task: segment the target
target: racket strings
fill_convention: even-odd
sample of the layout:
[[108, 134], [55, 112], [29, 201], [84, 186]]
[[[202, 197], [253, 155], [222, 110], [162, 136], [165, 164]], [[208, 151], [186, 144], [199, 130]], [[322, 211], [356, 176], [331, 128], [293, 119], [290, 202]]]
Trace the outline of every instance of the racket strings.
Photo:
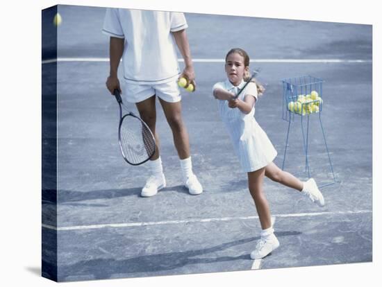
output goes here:
[[119, 137], [124, 156], [133, 164], [146, 161], [155, 151], [156, 144], [150, 130], [134, 116], [124, 117]]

□ □ □

(What to do)
Swap every "racket strings" in the rows above for "guitar strings" and give the rows back with nothing else changed. Leave the pictures out.

(Finished task)
task: segment the target
target: guitar strings
fill_convention: even-odd
sample of the layout:
[[108, 134], [55, 112], [29, 201], [84, 186]]
[[[202, 197], [253, 155], [222, 110], [162, 136], [165, 164]], [[208, 151], [186, 144], [199, 130]], [[322, 211], [356, 176], [331, 128], [293, 119], [290, 202]]]
Trace the outline of every instance of the guitar strings.
Photo:
output goes here:
[[119, 137], [124, 156], [133, 164], [146, 161], [155, 151], [156, 144], [150, 130], [134, 116], [124, 117]]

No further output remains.